Extract the line that contains "Practice step: label each instance of the suv" and every line after it to the end of the records below, exactly as written and nothing else.

:: Dataset entries ::
((

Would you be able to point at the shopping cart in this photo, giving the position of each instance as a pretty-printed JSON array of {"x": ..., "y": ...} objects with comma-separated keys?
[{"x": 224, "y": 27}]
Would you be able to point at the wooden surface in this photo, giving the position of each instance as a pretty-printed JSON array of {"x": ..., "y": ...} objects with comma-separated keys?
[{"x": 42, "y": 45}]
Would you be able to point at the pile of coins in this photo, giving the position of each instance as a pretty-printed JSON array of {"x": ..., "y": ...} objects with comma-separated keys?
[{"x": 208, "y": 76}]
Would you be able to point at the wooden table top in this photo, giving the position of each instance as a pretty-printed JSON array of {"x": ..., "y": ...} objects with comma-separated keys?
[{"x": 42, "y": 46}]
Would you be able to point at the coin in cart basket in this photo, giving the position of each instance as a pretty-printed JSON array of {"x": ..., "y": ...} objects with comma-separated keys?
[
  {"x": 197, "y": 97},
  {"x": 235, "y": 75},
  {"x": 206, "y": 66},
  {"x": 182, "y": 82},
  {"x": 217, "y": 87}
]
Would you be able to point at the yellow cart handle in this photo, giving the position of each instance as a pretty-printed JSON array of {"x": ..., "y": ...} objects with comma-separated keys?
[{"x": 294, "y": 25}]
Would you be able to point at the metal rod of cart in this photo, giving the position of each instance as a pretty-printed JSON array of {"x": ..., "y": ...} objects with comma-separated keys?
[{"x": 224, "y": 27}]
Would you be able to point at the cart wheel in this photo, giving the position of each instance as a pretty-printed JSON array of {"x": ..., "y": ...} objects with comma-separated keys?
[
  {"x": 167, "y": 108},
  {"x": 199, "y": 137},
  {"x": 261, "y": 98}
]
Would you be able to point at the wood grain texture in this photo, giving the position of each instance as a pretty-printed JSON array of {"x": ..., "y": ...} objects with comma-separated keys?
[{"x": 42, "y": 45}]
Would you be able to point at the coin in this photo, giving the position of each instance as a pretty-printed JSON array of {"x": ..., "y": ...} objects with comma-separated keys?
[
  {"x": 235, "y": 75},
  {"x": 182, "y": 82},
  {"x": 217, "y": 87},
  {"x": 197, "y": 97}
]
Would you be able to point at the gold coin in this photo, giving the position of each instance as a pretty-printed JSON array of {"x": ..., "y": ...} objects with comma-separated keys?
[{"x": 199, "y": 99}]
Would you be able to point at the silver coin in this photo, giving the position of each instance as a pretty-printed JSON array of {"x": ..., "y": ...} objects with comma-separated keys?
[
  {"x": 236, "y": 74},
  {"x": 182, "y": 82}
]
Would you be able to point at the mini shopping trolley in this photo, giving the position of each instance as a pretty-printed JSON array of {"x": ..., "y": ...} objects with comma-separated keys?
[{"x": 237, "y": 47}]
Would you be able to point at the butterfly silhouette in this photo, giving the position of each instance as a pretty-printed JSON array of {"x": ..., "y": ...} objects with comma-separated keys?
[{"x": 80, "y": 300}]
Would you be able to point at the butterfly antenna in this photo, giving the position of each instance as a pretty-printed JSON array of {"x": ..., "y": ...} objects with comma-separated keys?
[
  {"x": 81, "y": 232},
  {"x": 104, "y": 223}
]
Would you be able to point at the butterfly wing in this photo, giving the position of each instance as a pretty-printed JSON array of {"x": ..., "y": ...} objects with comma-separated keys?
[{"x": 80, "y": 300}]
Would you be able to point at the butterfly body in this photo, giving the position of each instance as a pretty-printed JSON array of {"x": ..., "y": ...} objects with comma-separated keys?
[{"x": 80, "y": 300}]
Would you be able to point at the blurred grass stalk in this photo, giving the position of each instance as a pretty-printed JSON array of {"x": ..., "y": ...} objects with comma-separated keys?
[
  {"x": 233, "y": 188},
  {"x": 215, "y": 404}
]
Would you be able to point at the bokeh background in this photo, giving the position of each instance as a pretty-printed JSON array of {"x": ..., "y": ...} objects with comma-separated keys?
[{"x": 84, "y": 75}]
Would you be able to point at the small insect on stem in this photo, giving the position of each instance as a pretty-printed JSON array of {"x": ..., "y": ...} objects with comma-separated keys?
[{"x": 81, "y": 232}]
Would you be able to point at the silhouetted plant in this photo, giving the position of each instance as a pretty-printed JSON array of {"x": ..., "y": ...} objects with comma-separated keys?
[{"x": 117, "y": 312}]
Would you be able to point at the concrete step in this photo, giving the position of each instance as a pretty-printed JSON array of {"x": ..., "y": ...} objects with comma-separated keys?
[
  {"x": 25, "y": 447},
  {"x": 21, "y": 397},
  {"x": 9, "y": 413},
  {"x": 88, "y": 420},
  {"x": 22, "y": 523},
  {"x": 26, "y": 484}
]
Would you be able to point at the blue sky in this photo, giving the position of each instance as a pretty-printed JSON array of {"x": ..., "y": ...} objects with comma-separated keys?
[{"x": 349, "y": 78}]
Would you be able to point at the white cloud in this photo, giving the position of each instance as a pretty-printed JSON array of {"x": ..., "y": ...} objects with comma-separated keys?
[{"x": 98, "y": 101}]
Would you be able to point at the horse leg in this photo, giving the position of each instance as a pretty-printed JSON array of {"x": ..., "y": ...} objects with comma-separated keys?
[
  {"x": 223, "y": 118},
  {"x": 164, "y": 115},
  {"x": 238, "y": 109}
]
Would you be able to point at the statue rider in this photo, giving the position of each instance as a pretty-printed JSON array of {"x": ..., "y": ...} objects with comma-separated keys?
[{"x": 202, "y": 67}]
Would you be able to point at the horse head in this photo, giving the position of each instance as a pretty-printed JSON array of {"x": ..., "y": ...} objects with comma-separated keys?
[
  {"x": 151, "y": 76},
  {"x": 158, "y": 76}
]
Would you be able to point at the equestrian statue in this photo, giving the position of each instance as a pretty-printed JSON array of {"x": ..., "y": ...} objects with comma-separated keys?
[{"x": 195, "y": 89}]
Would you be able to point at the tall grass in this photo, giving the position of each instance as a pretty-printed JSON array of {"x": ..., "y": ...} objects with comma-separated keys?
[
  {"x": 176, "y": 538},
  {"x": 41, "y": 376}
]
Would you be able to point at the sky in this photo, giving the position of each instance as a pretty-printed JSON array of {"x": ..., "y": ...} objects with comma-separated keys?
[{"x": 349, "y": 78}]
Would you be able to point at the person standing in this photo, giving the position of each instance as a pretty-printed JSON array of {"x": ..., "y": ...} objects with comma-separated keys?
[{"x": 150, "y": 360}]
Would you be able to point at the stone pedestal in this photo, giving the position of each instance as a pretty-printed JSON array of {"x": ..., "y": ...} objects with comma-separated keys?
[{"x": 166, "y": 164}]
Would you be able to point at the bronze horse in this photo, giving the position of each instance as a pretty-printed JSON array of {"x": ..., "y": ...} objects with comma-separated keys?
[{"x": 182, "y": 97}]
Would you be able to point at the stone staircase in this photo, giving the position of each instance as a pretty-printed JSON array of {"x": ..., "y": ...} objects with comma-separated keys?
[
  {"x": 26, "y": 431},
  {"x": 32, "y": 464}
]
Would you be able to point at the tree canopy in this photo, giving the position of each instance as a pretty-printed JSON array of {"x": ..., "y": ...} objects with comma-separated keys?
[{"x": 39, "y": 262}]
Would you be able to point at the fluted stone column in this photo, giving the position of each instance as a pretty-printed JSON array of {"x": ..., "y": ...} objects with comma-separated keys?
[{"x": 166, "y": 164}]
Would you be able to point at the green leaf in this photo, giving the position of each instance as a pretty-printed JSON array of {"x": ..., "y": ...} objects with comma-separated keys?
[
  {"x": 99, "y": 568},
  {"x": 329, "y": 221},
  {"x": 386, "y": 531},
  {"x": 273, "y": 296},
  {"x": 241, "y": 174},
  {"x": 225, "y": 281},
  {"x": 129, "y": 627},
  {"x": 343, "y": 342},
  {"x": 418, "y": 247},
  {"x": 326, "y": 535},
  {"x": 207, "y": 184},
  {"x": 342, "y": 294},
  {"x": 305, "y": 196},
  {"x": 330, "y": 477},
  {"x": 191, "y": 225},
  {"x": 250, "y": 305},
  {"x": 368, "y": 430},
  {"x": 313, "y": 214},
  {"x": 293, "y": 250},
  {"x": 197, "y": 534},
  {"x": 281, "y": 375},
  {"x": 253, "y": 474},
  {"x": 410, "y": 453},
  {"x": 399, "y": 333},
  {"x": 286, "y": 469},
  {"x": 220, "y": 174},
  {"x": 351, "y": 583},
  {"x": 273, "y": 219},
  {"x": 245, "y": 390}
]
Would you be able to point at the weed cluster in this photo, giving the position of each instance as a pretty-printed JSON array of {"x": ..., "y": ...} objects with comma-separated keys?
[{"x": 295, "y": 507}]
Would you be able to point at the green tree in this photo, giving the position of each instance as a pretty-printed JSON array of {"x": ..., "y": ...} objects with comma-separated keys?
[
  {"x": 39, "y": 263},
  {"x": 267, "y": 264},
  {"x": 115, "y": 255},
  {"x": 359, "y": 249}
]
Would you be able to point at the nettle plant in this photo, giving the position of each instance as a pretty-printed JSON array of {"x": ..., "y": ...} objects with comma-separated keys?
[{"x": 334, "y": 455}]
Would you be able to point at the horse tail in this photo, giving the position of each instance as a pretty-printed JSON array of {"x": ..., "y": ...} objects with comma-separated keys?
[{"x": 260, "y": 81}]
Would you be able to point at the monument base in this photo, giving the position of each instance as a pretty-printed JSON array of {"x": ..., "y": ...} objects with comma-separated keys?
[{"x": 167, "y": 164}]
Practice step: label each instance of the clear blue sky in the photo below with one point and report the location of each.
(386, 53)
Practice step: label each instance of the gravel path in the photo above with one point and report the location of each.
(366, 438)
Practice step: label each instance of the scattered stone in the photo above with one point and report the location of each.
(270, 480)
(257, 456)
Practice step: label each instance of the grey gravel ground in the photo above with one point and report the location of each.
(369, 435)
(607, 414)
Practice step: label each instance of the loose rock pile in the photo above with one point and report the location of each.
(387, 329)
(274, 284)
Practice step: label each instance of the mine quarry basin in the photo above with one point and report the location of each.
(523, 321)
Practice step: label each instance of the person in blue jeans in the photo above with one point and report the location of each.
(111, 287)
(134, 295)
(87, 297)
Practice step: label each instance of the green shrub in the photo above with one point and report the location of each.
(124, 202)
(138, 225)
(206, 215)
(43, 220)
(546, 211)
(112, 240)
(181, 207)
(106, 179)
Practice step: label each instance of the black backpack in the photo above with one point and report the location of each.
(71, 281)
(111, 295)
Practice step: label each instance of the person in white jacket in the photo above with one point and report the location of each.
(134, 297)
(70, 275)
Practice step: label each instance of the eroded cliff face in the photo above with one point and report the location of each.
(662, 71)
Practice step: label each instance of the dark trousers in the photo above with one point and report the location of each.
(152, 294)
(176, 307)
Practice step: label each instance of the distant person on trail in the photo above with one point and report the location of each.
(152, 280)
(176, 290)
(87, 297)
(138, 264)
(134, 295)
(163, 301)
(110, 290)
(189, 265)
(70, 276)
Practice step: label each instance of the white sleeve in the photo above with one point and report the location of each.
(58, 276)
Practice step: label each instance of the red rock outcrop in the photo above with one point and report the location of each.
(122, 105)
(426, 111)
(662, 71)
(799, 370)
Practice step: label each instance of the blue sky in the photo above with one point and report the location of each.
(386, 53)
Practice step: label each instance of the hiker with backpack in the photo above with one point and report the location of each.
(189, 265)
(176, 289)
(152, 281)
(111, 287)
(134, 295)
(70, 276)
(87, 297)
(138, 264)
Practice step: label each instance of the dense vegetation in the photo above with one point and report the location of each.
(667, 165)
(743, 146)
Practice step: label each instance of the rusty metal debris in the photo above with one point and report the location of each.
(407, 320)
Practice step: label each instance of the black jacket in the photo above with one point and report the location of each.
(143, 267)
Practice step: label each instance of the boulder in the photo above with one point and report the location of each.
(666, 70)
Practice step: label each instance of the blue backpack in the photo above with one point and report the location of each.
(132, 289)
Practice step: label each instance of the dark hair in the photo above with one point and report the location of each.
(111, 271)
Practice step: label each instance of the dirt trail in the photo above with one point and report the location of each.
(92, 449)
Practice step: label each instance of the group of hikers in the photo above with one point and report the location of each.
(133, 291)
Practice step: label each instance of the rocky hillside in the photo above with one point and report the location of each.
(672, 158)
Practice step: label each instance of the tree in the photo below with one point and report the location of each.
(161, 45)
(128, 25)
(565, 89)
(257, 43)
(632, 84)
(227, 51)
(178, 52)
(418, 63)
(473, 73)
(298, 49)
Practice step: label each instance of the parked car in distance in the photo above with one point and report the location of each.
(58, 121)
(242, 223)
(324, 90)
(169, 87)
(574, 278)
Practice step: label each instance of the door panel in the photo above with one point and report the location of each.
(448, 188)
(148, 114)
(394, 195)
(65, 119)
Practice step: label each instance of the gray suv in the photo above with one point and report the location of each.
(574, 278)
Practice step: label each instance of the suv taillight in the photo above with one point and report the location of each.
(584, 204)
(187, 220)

))

:: Answer below ::
Practice step: label each instance of the suv taillight in the photo above with one point and report the location of each.
(584, 204)
(187, 220)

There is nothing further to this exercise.